BEGIN Data for this task

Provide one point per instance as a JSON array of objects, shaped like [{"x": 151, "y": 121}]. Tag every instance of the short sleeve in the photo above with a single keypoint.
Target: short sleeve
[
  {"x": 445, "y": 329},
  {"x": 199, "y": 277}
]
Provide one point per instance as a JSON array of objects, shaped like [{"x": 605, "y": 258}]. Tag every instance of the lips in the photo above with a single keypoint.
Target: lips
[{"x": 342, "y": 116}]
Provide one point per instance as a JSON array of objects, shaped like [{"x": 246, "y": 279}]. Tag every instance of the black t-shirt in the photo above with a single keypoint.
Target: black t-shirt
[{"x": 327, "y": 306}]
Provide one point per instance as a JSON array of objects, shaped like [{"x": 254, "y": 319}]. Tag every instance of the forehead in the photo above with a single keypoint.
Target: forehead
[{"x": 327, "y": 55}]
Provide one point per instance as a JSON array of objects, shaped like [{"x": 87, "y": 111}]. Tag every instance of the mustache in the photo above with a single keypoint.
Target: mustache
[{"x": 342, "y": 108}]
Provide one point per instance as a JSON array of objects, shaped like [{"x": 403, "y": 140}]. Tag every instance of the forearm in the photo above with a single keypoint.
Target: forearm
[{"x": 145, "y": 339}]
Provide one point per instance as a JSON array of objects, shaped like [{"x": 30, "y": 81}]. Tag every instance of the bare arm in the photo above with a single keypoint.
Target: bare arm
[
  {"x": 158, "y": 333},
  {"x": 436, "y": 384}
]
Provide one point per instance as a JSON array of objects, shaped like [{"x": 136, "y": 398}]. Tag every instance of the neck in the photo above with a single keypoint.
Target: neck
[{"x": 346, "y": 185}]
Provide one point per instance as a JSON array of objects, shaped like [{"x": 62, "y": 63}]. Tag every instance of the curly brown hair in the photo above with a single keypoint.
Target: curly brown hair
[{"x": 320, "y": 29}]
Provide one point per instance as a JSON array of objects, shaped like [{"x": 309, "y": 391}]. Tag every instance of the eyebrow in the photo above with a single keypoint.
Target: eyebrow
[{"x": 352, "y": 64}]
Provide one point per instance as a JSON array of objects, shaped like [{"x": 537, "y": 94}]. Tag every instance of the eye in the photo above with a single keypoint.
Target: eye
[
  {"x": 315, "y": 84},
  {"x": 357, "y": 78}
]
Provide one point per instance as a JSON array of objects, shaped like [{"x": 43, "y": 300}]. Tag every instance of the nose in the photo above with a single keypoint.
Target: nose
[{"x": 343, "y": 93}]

END Data for this task

*Request*: Can you update everything from the line containing "of the nose" down to the end of the listing by replacing "single keypoint" with "single marker", then give back only those lines with nothing else changed?

*The result*:
Provide one point per instance as a JSON array of objects, shaped like [{"x": 43, "y": 300}]. Tag every instance of the nose in the photo above with a single marker.
Target: nose
[{"x": 343, "y": 93}]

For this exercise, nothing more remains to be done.